WORK TO COMPLETE
1. Sum up the review of Normal People below in two sentences.
2. Recast the labeling rows that follow the review as a two-column CSV with the headers text and answer, giving one line per row, quoting each field and turning line breaks into spaces. Leave the pictures out of the result.

SOURCE TEXT
====

This is not one of those moments. I know everyone says this, but this is NOT one of those moments. This is that life-changing moment where you’re actually crippling yourself by not turning on Normal People right this minute, and/or ordering the book as we speak.
I have never watched something quite like this. I watched everything that exists, yet not a single show made me feel some uncharted, confusing, brilliant, transforming kind of feelings like this one. I can't even break it down in sense; is it because of the acting, is it the delivery, the plot, or the dialogue? I can't tell you. I don't know!
What I can tell you, I almost got fired when I read the book. A friend that recommended it to me told me precisely: “Read it on a day when you have nothing to do”. I, of course, didn’t listen. I started it, and I refused to live, eat, work, and breathe until I finish it. I was so consumed in it, the life outside stop mattering, and the repercussions of my absence from my real-life obligations all seemed worth it.
Also, I can’t really convey the excellence of this show with words. It is so many things, and so many feelings, I don’t know where fiction ends and where it brings you to your school days, reminding you of everything that made you who you are today.
The story itself isn't something we've never seen before. There is a boy, there’s a girl, there’s high school, there are cliques, there’s a family, popularity, identity; there’s Ireland. But au contraire to all of the shows you ever watched, specifically the American shows where the cliche is punching you in the face with the regular programming such as - with wealth comes popularity, the girl/boy is unkempt until a popular love interest catapults their evolution, and there we fade out.
Author of Normal People, Sally Rooney - doesn’t insult us with this surface; and not necessarily because she is a more talented writer than others (she is), but because she's not trying to be a voice of a generation, nor she relies on gimmicks like over-literalizing her characters as we see in most American young adult novels or tv-shows with too articulate teenagers. Her characters are real, like her, like us. In the sex scenes, they feel more than they talk, and we feel it all with them.
Sally Rooney did all this at 27 years old. The Guardian described her as:
"Rooney's being hailed as the voice of the millennials, a Snapchat Salinger. It was an intensity of acclaim that happens once or twice in a generation, placing her alongside Donna Tartt or Zadie Smith as a writer who appeared to emerge fully formed, not only in her craft but as a literary celebrity and a mouthpiece for something in the culture that needed to be articulated."
For SOMETHING in the culture that must be articulated.
Enter, actors. Paul Mescal as Connell and Daisy Edgar-Jons as Marianne are one of the main reasons this show is as legendary as the book. I can't quite give them justice; there are no adequate words to verbalize their chemistry, you have to experience it. Experience them. They are why Normal People is such a phenomenon and why it sparked a Shakespearean level of romance chatter in the industry. Both practically beginners, they each had only one or two roles prior to Normal People.
They showcase such a level of artistry, it's a recommended study for all of those souls dreaming about being an actor, especially those persistently misunderstanding mimicking your face while speaking in a theatrical tone for talent. These two are a case study, a masterclass of acting.

====

RECORDED INFORMATION
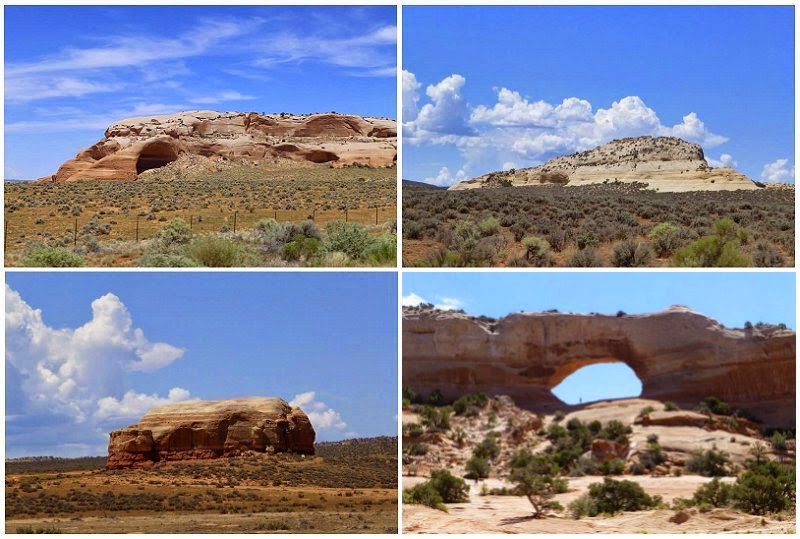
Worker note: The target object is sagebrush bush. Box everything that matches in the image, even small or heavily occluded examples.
[19,246,86,268]
[137,252,197,268]
[325,221,372,259]
[157,217,192,249]
[186,235,242,268]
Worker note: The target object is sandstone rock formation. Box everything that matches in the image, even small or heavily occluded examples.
[403,306,795,428]
[106,397,315,469]
[40,110,397,181]
[450,136,758,192]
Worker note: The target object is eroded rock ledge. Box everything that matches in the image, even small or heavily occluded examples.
[403,306,796,428]
[450,136,758,192]
[106,397,315,469]
[40,110,397,181]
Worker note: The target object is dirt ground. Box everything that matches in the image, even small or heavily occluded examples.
[5,440,397,533]
[403,476,796,534]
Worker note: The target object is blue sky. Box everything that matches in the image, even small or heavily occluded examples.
[403,6,794,185]
[4,6,397,179]
[6,272,397,456]
[403,271,796,404]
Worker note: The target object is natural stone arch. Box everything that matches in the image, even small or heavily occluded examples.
[136,140,178,174]
[550,358,643,406]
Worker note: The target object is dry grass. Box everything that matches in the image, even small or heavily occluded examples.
[6,439,397,533]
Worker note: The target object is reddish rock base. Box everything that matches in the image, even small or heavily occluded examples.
[106,397,315,469]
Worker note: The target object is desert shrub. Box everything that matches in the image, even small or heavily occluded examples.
[136,252,197,268]
[406,444,428,457]
[731,460,797,515]
[597,419,633,443]
[673,218,750,268]
[691,477,733,507]
[419,406,451,432]
[567,492,600,520]
[403,481,447,512]
[686,446,731,477]
[478,217,500,236]
[600,459,625,475]
[522,236,555,267]
[325,221,372,259]
[611,240,653,268]
[156,217,192,248]
[19,246,85,268]
[769,431,789,451]
[753,241,785,268]
[464,455,491,479]
[639,406,656,417]
[453,393,489,415]
[282,234,322,262]
[508,450,567,518]
[472,435,500,460]
[569,247,603,268]
[587,477,661,516]
[648,223,682,258]
[186,235,242,268]
[365,234,397,265]
[697,396,732,415]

====

ANSWERS PER TASK
1. The review praises Normal People as a show unlike anything the writer has watched and calls the book so absorbing that the writer almost got fired while reading it. It credits Sally Rooney with real characters, free of the clichés of American shows, and names the two lead actors as one of the main reasons the show is as legendary as the book.

2.
text,answer
"Worker note: The target object is sagebrush bush. Box everything that matches in the image, even small or heavily occluded examples.","[19,246,86,268] [137,252,197,268] [325,221,372,259] [157,217,192,249] [186,235,242,268]"
"Worker note: The target object is sandstone rock formation. Box everything that matches in the image, even small or heavily occluded examples.","[403,306,795,428] [106,397,315,469] [40,110,397,181] [450,136,758,192]"
"Worker note: The target object is eroded rock ledge. Box everything that matches in the image, even small or heavily occluded examples.","[403,306,796,428] [450,136,758,192] [106,397,315,469] [40,110,397,181]"
"Worker note: The target object is dirt ground. Box everything that matches in the image, even small or heavily occluded examples.","[5,440,397,533] [403,476,796,534]"
"Worker note: The target object is blue sky. Box everything that matches in the image, even small or heavily occluded examples.","[403,6,794,185] [4,6,397,179] [6,272,397,456] [403,271,796,404]"
"Worker note: The target object is natural stone arch. Box everything that matches in the image, even small or heavily occluded examples.","[136,140,178,174] [550,358,643,406]"
"Worker note: The target object is dry grass. Box everything that matches in the image, even small or heavily occluded examples.","[6,439,397,533]"
"Worker note: The target object is reddish rock base. Box everything that matches in the image, even small or heavily occluded examples.","[106,397,315,469]"
"Worker note: The target object is desert shrub. Box everything that matches in the image, even small or heavily occluded examples.","[136,252,197,268] [406,444,428,457] [731,460,797,515] [597,419,633,443] [673,218,750,268] [691,477,733,507] [419,406,451,432] [567,492,600,520] [403,481,447,512] [686,446,731,477] [478,217,500,236] [600,459,625,475] [522,236,555,267] [325,221,372,259] [611,240,653,268] [156,217,192,248] [19,246,85,268] [769,431,789,451] [753,241,785,268] [464,455,491,479] [639,406,656,417] [453,393,489,415] [282,234,322,262] [508,450,567,518] [472,435,500,460] [569,247,603,268] [587,477,661,516] [648,223,682,258] [186,235,242,268] [365,234,397,265] [697,396,732,415]"